## What you are asked to do
Your answer must consist of the lines running from the one that holds "If you would be willing to tag the flower stem" to the end of the data, copied exactly.
[Records supplied — start]
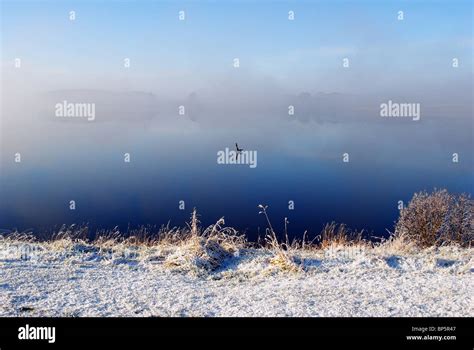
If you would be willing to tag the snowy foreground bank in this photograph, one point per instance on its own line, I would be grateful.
(66, 278)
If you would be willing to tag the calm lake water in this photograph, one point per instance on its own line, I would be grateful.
(167, 168)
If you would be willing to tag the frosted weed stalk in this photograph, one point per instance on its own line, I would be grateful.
(281, 251)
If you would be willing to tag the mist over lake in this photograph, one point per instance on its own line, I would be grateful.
(306, 96)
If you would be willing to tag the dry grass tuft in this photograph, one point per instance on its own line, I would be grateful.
(282, 257)
(339, 235)
(206, 250)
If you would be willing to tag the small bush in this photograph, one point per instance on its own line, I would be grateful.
(437, 218)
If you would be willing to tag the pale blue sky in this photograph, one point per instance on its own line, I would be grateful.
(257, 32)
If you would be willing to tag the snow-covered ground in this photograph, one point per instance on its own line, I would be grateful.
(73, 279)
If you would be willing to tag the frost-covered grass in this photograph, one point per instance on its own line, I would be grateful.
(214, 272)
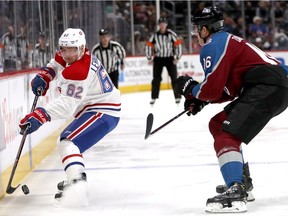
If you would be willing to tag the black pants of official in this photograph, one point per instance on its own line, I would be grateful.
(114, 76)
(158, 64)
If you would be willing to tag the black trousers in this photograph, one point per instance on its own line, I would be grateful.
(265, 96)
(158, 64)
(114, 76)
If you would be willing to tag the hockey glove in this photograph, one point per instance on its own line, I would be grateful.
(194, 105)
(34, 120)
(185, 84)
(42, 80)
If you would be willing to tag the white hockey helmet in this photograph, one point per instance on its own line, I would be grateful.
(72, 37)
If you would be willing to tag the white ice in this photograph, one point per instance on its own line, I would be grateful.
(172, 173)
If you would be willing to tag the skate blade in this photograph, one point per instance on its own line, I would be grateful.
(237, 207)
(250, 197)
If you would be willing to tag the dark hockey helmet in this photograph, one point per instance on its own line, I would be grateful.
(103, 31)
(162, 20)
(211, 17)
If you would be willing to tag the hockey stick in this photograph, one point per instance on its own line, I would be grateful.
(10, 189)
(149, 123)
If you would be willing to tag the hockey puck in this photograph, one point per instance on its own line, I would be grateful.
(25, 189)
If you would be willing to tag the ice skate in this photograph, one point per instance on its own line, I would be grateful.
(247, 181)
(152, 102)
(62, 186)
(177, 100)
(233, 200)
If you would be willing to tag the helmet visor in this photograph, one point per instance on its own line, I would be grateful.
(195, 30)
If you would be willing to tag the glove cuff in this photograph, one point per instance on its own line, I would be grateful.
(47, 73)
(42, 115)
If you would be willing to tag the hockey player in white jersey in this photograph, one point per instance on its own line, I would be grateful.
(86, 93)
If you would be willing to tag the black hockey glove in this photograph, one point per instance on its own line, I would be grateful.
(185, 84)
(194, 105)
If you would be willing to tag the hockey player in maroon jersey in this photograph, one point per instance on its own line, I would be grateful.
(255, 82)
(86, 93)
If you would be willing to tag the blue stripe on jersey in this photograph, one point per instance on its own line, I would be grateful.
(285, 68)
(211, 55)
(102, 108)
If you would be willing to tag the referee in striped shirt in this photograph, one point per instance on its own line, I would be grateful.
(111, 54)
(166, 48)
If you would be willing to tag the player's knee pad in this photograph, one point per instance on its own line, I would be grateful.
(216, 122)
(226, 141)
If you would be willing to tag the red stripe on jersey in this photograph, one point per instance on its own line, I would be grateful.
(84, 126)
(148, 43)
(72, 155)
(97, 104)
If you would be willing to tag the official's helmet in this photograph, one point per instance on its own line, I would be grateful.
(211, 17)
(72, 37)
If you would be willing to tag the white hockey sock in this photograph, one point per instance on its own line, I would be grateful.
(72, 159)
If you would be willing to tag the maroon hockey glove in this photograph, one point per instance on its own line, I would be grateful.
(42, 80)
(34, 120)
(185, 84)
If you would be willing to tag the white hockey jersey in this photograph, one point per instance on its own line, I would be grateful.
(84, 86)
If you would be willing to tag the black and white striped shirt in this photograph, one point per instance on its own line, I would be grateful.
(164, 45)
(111, 56)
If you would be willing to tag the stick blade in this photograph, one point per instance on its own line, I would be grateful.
(11, 189)
(149, 124)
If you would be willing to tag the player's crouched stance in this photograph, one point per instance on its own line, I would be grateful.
(87, 94)
(257, 85)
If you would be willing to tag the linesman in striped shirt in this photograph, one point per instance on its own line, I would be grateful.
(164, 49)
(111, 54)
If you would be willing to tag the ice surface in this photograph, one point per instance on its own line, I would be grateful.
(172, 173)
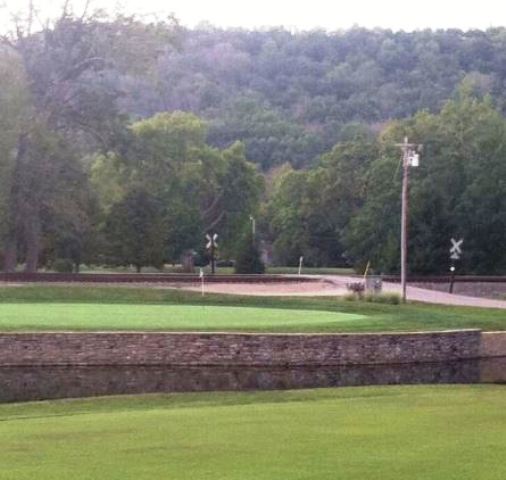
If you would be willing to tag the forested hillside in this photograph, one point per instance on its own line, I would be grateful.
(290, 96)
(124, 143)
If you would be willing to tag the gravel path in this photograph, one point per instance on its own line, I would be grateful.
(335, 285)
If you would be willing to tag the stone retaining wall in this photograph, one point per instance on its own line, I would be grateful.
(222, 349)
(493, 344)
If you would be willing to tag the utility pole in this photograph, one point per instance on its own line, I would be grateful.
(410, 158)
(211, 246)
(253, 226)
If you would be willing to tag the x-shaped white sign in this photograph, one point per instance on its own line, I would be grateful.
(456, 249)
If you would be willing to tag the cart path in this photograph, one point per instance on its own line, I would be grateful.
(335, 285)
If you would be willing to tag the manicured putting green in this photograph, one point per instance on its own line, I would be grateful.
(387, 433)
(86, 316)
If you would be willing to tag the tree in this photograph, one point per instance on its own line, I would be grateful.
(458, 191)
(64, 65)
(136, 231)
(247, 258)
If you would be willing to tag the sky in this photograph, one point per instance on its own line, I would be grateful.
(330, 15)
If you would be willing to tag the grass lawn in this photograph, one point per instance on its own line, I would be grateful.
(387, 433)
(42, 307)
(83, 316)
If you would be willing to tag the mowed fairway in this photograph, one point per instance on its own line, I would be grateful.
(86, 316)
(387, 433)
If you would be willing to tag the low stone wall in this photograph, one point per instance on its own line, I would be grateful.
(493, 344)
(221, 349)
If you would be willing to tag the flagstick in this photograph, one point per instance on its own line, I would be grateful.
(202, 280)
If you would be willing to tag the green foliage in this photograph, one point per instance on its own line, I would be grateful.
(135, 231)
(248, 258)
(458, 191)
(63, 265)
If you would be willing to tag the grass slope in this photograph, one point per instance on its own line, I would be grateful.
(92, 307)
(85, 316)
(387, 433)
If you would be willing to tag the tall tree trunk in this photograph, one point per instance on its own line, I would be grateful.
(10, 255)
(32, 239)
(10, 246)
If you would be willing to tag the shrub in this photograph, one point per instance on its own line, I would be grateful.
(357, 288)
(388, 298)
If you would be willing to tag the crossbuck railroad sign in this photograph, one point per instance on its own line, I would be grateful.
(211, 241)
(456, 250)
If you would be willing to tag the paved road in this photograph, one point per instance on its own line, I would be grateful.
(426, 295)
(335, 285)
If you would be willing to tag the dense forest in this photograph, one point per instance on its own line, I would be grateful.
(123, 143)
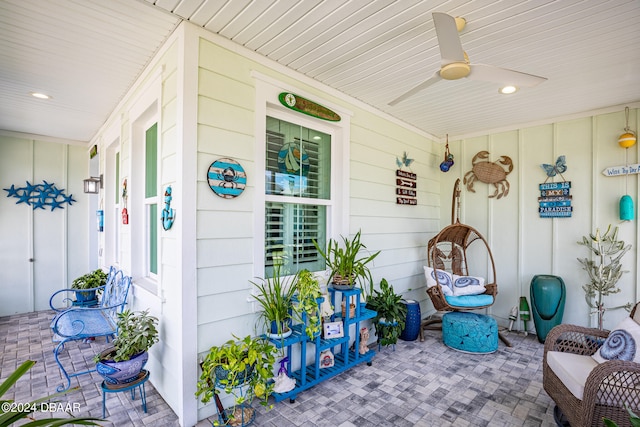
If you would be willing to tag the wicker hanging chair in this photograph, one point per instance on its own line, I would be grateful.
(450, 246)
(448, 251)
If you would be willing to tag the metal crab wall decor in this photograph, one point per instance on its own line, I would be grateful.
(490, 173)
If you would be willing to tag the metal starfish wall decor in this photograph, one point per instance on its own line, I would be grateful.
(40, 196)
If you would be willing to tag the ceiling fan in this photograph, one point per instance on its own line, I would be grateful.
(455, 62)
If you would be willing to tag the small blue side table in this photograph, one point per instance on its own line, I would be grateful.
(117, 388)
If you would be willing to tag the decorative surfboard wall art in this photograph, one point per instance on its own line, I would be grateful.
(226, 178)
(305, 106)
(406, 182)
(555, 197)
(40, 196)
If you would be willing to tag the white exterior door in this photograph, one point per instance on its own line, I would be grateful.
(41, 249)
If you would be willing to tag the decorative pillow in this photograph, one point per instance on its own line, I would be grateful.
(623, 343)
(445, 279)
(468, 285)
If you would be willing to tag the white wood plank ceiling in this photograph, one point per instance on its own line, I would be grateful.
(88, 53)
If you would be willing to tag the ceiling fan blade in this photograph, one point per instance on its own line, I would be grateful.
(448, 38)
(425, 84)
(489, 73)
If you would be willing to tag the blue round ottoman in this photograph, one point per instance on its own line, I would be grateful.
(470, 332)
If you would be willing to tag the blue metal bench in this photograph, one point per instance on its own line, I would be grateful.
(63, 299)
(81, 323)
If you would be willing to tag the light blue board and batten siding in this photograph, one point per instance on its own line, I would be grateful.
(524, 244)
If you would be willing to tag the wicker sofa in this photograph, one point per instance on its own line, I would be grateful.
(583, 389)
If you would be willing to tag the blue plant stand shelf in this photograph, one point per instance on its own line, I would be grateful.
(132, 386)
(345, 356)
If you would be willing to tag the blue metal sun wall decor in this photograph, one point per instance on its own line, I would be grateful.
(40, 195)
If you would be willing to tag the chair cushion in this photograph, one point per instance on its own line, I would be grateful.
(468, 285)
(571, 369)
(467, 301)
(444, 278)
(623, 343)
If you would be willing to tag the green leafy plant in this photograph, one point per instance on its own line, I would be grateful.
(307, 309)
(238, 362)
(346, 265)
(633, 418)
(604, 269)
(276, 299)
(95, 279)
(137, 332)
(391, 313)
(8, 416)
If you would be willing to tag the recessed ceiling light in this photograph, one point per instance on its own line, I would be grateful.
(39, 95)
(506, 90)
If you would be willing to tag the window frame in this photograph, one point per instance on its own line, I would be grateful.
(293, 201)
(267, 91)
(137, 202)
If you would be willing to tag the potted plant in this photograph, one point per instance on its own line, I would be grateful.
(123, 362)
(346, 265)
(276, 300)
(242, 368)
(307, 308)
(86, 285)
(391, 313)
(604, 269)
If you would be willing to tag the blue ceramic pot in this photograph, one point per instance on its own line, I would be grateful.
(121, 372)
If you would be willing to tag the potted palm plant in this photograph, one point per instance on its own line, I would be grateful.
(242, 368)
(275, 297)
(86, 285)
(346, 264)
(391, 313)
(123, 362)
(307, 308)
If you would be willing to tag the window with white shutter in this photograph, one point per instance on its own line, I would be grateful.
(297, 196)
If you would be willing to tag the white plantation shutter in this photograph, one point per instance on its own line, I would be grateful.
(297, 184)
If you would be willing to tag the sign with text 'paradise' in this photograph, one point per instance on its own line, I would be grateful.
(405, 190)
(555, 200)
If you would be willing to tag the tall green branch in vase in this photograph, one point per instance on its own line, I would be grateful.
(604, 269)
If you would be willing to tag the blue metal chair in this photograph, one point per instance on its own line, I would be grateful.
(81, 323)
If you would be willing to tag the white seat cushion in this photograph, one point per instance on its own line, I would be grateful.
(571, 369)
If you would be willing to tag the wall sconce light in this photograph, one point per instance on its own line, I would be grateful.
(93, 185)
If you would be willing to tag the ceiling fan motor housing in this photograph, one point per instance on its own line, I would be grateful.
(455, 71)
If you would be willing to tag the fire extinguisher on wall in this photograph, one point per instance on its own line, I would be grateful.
(125, 214)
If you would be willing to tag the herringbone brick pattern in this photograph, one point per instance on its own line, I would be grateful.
(419, 384)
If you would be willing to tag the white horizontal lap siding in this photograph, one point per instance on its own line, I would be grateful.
(225, 241)
(399, 232)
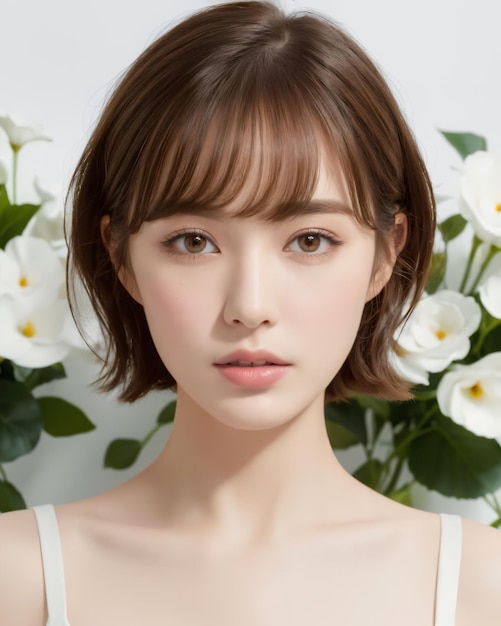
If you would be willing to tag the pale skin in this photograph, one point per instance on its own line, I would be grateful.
(247, 517)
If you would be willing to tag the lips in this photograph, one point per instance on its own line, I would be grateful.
(246, 358)
(252, 370)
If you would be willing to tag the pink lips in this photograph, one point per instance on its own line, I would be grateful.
(252, 370)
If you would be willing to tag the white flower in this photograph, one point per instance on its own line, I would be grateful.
(33, 337)
(48, 222)
(436, 334)
(471, 395)
(19, 135)
(480, 190)
(3, 174)
(490, 295)
(30, 271)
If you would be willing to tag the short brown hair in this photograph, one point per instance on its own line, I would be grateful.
(241, 94)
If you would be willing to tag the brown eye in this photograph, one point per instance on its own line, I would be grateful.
(192, 243)
(195, 243)
(313, 242)
(310, 242)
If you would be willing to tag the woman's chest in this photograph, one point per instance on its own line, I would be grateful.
(316, 586)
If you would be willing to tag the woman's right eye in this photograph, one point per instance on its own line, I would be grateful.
(192, 243)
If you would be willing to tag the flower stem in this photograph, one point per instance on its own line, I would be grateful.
(474, 246)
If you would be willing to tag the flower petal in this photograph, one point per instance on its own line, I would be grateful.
(471, 395)
(20, 135)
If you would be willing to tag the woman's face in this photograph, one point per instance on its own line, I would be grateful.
(254, 318)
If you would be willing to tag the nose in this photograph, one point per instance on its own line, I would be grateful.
(251, 293)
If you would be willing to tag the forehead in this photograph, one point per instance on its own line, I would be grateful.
[Records supplied — finish]
## Output of the exercise
If you would be willing to tag the flower stem in this photograph, one point per instance on its own line, I would be grateful.
(474, 246)
If you would be willing to tag the flower petal in this photograph, one point per instance on its own line, I would be grateful.
(471, 395)
(20, 135)
If you would be willing to tag the woman's face in this photograph, one point per instance on its own line, I would be grateful.
(254, 318)
If you would be willing to tag the nose in this photograph, one point per instance on its own line, I would be grateful.
(251, 293)
If you would be willing to tag the forehead in this photograph, one point per instance on its own line, I would be grateful.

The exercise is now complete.